=== Given records ===

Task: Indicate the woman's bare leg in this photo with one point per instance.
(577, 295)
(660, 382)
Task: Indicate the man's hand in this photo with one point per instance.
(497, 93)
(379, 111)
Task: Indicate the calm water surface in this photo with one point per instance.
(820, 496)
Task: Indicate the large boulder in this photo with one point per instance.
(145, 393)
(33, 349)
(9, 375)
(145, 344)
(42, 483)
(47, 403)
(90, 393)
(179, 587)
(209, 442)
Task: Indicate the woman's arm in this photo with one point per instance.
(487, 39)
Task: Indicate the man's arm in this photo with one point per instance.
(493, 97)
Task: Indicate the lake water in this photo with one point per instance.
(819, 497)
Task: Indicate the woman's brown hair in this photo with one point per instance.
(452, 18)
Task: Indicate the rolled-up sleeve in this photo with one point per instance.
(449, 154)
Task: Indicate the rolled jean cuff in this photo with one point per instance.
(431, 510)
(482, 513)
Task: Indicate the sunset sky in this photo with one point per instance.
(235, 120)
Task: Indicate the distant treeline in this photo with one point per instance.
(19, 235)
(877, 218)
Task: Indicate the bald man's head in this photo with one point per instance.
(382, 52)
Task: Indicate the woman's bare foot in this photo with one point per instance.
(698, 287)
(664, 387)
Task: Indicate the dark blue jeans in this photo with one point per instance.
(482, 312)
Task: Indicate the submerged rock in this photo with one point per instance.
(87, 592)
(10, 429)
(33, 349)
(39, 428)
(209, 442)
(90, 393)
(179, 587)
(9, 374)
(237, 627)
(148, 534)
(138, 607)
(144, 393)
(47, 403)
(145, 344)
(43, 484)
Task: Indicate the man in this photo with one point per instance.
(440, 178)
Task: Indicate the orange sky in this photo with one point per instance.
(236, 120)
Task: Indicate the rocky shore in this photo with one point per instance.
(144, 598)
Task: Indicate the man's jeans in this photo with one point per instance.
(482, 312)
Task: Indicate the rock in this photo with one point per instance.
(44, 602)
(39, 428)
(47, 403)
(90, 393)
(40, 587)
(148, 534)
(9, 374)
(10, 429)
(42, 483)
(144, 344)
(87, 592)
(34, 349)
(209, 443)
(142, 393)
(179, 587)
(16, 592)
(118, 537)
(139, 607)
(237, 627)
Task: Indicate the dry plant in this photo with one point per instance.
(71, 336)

===

Please repeat the stretch from the line containing "Task: Indicate the dry" through the last of the rows above, unchanged.

Task: Indicate the dry plant in this photo with one point per instance.
(71, 336)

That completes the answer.